● **Page extract**:

_ _ _ _ _ _ _

We review the evidence on methodological design and analysis of QRPs in a systematic fashion searching for evidence of the good, the bad, and the ugly. In other words, we looked for instances where QRPs seem not to be a problem (the good), where QRPs are used at a suboptimal rate, but perhaps are not overly problematic (the bad), and finally, we looked for evidence that QRPs represented a serious threat to the inferences made based on reported results (the ugly). We focus primarily on the organizational sciences and related social science fields such as education, political science, and accounting.

Following best practices for a systematic search (Kepes et al. 2013; Reed and Baxter 2009), we conducted a search in December 2015 using primarily Google Scholar and ProQuest Dissertations in order to identify both published and unpublished studies. We also searched for working papers at the National Bureau of Economic Research (http://www.nber.org/papers.html) and Social Science Research Network (http://www.ssrn.com/en/). First, databases were searched using combinations of the following keywords: (1) questionable research practices, (2) questionable reporting practices, (3) QRP, (4) HARKing, (5) p-hacking, (6) p-curve, (7) outcome-reporting bias, (8) underreporting, and (9) research ethics. Second, in addition to searching through the databases, we also conducted a citation search using references identified in Google Scholar. This involved backward- and forward-reference searches where we examined older studies cited by our identified studies and newer studies that cited our identified studies. Third, we submitted a call for published and unpublished studies over listservs, such as those sponsored by the Organizational Behavior, Human Resources, and Research Methods divisions of the Academy of Management.

We limited our search to the social sciences due to the levels of criticism of late directed toward the social and organizational sciences (for reviews see Banks et al. 2016; Kepes and McDaniel 2013; Schmidt and Hunter 2015). Given the differences between the social and natural sciences regarding research methodologies (e.g., experimental designs, iterative research processes), there were concerns that the findings of one might not generalize to another. Furthermore, because of our interest in actual levels of engagement in methodological design-, analytic-, and reporting-QRPs, we excluded studies that focused (as a topic of study) on the treatment of human subjects, plagiarism, sample-level publication bias (i.e., entire samples are missing from the literature; see Kepes et al. 2012), simulations, replications, studies that only used hypothetical scenarios surrounding QRPs (e.g., vignettes) as opposed to considering actual behavior, or studies that focused on individual cases (e.g., retractions). In total, we identified 64 studies through this search. Despite our exhaustive search, we cannot rule out the possibility that a systematic difference may exist between studies that were available for identification compared to those that were not. Given the context, it may be that studies reporting a higher prevalence of engagement in QRPs were more likely to be identified by our search.

_ _ _ _ _ _ _

● **Given task A**: In the passage on questionable research practices, rewrite the text starting at "We review the" and ending at "science, and accounting.", substituting "the management sciences" for "the organizational sciences".
● **Given task B**:
Answer these questions from the passage on questionable research practices:
(i) In what month and year was the search conducted?
(ii) Which two resources were primarily used for the search?
(iii) How many studies did the search identify in total?

_ _ _ _ _ _ _

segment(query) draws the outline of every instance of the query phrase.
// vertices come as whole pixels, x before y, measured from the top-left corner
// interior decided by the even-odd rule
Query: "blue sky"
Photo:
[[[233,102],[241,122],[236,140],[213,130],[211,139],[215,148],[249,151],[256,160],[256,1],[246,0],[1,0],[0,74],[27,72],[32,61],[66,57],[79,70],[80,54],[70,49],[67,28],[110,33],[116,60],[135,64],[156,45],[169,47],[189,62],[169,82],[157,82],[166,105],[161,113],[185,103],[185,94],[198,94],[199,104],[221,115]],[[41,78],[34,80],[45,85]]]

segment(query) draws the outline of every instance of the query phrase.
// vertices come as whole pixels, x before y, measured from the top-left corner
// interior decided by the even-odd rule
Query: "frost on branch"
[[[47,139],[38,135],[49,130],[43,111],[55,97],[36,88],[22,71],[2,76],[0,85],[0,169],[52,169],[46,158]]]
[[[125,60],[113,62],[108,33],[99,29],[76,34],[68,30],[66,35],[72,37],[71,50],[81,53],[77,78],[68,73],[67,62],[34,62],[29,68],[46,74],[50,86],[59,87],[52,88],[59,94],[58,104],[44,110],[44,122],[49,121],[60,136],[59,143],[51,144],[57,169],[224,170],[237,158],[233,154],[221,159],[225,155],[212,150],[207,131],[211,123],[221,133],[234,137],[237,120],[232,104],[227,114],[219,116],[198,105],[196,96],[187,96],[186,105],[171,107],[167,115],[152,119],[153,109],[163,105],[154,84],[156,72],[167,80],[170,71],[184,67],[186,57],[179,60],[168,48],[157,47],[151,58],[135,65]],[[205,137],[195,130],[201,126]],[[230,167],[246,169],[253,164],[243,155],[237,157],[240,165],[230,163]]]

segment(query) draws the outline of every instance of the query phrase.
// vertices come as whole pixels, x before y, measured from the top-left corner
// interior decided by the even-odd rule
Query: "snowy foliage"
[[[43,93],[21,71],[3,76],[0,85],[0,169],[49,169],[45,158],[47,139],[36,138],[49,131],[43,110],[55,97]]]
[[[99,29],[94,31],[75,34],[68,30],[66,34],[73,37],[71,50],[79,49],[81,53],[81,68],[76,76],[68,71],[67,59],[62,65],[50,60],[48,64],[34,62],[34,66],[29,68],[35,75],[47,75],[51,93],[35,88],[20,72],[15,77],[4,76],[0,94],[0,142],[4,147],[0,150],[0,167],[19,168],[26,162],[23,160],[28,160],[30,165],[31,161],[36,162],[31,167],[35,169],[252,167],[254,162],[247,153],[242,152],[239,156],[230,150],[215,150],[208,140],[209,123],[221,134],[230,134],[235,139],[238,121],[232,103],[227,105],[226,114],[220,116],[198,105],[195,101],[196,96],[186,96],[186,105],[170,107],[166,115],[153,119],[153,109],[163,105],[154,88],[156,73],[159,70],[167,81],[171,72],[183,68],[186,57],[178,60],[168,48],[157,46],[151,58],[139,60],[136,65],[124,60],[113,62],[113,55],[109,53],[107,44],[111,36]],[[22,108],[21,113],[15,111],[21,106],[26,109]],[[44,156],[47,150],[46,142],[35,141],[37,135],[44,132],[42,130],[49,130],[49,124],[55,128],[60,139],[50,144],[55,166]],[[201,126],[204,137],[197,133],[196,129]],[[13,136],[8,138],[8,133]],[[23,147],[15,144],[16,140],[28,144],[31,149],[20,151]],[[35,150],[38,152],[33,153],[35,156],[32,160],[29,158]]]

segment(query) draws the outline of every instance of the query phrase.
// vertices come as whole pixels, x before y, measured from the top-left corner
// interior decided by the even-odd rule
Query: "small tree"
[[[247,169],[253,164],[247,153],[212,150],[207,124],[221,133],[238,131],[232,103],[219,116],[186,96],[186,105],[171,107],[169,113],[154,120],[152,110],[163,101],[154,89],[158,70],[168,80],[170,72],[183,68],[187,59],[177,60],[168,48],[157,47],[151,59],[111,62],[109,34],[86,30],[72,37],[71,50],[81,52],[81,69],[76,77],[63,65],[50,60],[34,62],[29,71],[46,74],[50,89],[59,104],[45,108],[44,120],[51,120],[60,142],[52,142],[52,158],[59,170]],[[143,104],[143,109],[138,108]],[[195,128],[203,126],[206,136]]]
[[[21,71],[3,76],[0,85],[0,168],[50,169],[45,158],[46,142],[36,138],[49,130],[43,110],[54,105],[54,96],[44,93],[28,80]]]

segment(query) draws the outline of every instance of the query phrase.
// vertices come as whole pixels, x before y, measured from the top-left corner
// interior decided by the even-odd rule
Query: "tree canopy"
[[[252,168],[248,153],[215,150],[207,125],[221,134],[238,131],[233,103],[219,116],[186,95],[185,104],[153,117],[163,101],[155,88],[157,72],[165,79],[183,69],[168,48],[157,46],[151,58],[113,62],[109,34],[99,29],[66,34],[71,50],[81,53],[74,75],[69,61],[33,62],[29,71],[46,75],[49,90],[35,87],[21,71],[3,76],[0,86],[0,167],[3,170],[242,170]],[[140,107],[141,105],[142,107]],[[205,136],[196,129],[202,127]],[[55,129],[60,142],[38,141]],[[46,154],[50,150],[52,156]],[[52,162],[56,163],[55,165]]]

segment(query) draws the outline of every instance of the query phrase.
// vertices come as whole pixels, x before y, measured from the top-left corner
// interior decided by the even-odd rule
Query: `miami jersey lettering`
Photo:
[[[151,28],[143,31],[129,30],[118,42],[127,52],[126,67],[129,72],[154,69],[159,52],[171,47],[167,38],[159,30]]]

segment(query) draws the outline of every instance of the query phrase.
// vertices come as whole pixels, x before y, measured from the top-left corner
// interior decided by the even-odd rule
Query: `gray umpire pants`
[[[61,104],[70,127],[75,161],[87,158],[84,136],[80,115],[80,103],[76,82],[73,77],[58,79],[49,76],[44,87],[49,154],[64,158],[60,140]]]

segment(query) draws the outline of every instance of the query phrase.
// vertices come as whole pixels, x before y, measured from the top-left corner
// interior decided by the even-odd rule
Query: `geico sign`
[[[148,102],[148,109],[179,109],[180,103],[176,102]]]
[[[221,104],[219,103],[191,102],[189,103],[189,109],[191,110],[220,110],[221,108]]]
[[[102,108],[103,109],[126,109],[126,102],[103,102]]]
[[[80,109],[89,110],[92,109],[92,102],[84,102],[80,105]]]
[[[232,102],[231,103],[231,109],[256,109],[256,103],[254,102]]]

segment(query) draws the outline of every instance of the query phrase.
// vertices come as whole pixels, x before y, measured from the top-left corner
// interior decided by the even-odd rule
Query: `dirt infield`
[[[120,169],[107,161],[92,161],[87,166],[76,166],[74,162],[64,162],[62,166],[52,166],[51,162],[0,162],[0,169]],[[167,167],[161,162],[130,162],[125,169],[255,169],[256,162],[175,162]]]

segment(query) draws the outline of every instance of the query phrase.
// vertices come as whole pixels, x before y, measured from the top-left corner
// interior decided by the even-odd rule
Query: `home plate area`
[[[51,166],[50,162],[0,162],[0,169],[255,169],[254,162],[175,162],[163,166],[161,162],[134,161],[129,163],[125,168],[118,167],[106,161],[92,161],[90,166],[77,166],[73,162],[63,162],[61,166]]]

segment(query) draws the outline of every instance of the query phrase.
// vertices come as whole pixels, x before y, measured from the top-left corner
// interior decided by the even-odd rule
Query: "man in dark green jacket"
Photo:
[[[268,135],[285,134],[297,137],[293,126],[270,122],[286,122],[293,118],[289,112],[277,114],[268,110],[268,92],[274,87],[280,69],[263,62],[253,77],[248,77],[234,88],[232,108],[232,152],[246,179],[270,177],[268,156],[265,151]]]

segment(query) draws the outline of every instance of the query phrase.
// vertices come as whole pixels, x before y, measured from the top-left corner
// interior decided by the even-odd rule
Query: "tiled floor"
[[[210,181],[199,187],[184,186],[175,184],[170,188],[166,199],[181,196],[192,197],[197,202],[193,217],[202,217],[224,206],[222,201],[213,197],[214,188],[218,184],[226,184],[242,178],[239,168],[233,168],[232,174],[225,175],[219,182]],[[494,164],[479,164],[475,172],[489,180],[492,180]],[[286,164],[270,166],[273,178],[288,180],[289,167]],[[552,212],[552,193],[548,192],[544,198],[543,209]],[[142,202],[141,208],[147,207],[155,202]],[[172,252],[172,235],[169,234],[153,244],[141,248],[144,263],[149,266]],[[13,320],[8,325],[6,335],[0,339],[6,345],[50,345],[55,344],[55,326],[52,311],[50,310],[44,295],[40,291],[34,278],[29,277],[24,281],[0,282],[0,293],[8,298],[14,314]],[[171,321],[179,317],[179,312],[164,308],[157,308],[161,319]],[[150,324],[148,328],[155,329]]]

_ _ _ _ _ _ _

● **Exercise output A**:
We review the evidence on methodological design and analysis of QRPs in a systematic fashion searching for evidence of the good, the bad, and the ugly. In other words, we looked for instances where QRPs seem not to be a problem (the good), where QRPs are used at a suboptimal rate, but perhaps are not overly problematic (the bad), and finally, we looked for evidence that QRPs represented a serious threat to the inferences made based on reported results (the ugly). We focus primarily on the management sciences and related social science fields such as education, political science, and accounting.

● **Exercise output B**:
(i) December 2015
(ii) Google Scholar and ProQuest Dissertations
(iii) 64